*EXERCISE DETAILS:* Would you transcribe all of the data exactly, down to the last character?

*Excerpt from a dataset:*
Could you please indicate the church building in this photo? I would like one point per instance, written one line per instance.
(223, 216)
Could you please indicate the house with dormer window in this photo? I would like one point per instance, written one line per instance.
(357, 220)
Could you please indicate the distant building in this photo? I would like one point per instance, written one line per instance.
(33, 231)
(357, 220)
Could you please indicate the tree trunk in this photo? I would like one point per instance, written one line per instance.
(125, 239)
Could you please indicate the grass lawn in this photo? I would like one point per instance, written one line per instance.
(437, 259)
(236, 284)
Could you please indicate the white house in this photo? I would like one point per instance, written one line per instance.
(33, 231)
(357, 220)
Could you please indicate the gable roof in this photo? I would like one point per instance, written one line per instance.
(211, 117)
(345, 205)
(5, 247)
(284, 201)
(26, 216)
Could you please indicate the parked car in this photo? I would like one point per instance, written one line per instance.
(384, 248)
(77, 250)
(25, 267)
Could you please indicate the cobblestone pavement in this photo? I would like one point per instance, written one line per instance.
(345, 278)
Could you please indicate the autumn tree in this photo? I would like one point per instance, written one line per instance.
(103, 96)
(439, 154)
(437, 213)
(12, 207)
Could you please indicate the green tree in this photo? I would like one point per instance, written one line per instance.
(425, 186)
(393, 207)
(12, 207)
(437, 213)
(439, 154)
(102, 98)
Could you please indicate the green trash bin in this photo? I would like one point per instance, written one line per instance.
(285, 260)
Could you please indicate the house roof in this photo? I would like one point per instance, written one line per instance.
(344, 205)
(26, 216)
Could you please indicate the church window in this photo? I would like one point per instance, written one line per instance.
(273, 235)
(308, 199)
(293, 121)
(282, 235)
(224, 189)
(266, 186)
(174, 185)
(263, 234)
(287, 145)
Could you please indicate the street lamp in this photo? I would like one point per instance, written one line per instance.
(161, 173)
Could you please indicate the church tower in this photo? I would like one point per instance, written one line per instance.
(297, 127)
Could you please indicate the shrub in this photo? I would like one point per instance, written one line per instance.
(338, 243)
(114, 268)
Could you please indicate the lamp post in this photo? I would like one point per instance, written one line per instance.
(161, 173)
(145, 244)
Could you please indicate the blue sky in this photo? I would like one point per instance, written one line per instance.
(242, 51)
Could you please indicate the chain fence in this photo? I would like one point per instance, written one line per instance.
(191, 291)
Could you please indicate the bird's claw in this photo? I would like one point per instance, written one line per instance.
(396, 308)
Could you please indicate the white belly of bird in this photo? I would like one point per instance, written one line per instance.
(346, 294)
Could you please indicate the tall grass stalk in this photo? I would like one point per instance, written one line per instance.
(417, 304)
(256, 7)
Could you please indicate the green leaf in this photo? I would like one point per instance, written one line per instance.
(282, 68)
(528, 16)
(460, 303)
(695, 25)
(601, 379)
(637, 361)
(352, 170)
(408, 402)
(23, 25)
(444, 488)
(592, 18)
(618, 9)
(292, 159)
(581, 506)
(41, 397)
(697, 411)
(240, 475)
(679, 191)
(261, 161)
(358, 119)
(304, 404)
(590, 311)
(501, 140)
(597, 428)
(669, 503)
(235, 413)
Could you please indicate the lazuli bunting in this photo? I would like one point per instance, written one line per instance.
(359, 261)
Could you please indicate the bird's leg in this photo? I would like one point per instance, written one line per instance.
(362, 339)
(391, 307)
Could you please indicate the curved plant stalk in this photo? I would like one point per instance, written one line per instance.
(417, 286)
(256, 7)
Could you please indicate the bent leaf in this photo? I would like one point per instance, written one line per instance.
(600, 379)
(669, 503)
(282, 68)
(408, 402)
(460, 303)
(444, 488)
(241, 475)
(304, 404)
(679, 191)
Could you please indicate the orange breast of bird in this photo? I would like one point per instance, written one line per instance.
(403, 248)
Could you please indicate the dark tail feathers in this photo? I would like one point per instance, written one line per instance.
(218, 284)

*FINAL ANSWER:*
Could you please indicate the church building in this photo? I would like one point per instance, written one line per instance.
(223, 216)
Could you please indicate the house with dormer window in this photo? I would like one point per instance, written one line per instance.
(357, 220)
Could you please indicate the distant building in this photo? I would like one point per instance, written one line per instance.
(33, 231)
(357, 220)
Could you please indicate the tree trunk in this photo? I would like one point per instance, written one line per instance.
(125, 239)
Could you please indicate the grass lawn in this photo? I would like one point per instance, written one line per instance.
(437, 259)
(236, 284)
Could you please indicate the white house in this photo? I would like one point per instance, written one line per instance.
(33, 231)
(357, 220)
Could you please indicate the gable roof in this photo? I would like one point per instance, written one line per instance.
(211, 117)
(345, 205)
(5, 247)
(284, 201)
(26, 216)
Could you please indicate the parked car in this photo? I would like one point per instance, written one line per instance.
(384, 248)
(77, 250)
(25, 267)
Could you please indicate the cobblestone pavement in this photo? I would like one point per instance, written one line per instance.
(345, 278)
Could you please indicate the autumn tree in this photo? I would like one point per instance, written one line per instance.
(103, 96)
(439, 154)
(437, 213)
(12, 207)
Could you please indicate the green tree in this photo? I would like one point per instance, written one line per instance.
(425, 186)
(393, 207)
(12, 207)
(437, 213)
(439, 154)
(102, 98)
Could you please indicate the green trash bin in this photo? I would like one point per instance, written one line per instance.
(285, 260)
Could you please indicate the house roof in this photo? I would like one point per instance, written one line per instance.
(344, 205)
(26, 216)
Could you please indicate the church window in this photo? I would like one point per instance, written one line per instance.
(273, 235)
(308, 199)
(293, 121)
(282, 235)
(224, 189)
(266, 186)
(174, 185)
(263, 234)
(287, 145)
Could you please indicate the street lamp in this photo? I would like one point per instance, written one line per instance.
(161, 173)
Could you please indicate the church tower in this photo? I would like one point per instance, written one line per instance.
(297, 127)
Could you please indicate the shrub in this photo? I would like one point per instance, written one line per instance.
(338, 243)
(114, 268)
Could you please indicate the lamp post in this photo? I would like one point per instance, written one line per instance.
(161, 173)
(145, 244)
Could you please indicate the blue sky in this photo? I would like one point per instance, written one line per instance.
(242, 51)
Could you please indicate the chain fence in this photo? I would like one point per instance, written one line per instance.
(191, 291)
Could you please indicate the bird's claw in this photo? I would like one point per instance, written one line per instance.
(396, 308)
Could you please indicate the white belly of bird in this photo? I would like one point per instance, written one line per instance.
(346, 294)
Could you please indicate the tall grass stalk in this photo? I would like one point per instance, written one line per instance.
(417, 304)
(256, 7)
Could you please indicate the green leaf in this photo? I would like one point per instance, written one line per instance.
(282, 68)
(528, 16)
(460, 303)
(695, 25)
(601, 379)
(637, 361)
(352, 170)
(408, 402)
(23, 25)
(444, 488)
(592, 18)
(618, 9)
(292, 159)
(581, 506)
(41, 397)
(697, 411)
(240, 475)
(679, 191)
(261, 161)
(358, 119)
(304, 404)
(590, 311)
(501, 140)
(597, 428)
(669, 503)
(235, 413)
Could you please indicate the lazuli bunting in this photo? I would like one point per instance, written one line per instance.
(359, 261)
Could you please indicate the bird's leg in this photo? I would like one point per instance, written one line per instance.
(362, 339)
(391, 307)
Could you please indicate the curved plant stalk in this photo? I would like one point per instance, written one line per instance.
(417, 286)
(256, 7)
Could you please indicate the bent leaf in this photo? I would like one point per instance, written one line per instance.
(600, 379)
(669, 503)
(282, 68)
(408, 402)
(460, 303)
(444, 488)
(241, 475)
(304, 404)
(679, 191)
Could you please indicate the orange breast of bird in this photo? I would like one point per instance, written one line per instance.
(403, 248)
Could you please indicate the dark tail feathers in this photo? I would like one point per instance, written one line per instance.
(218, 284)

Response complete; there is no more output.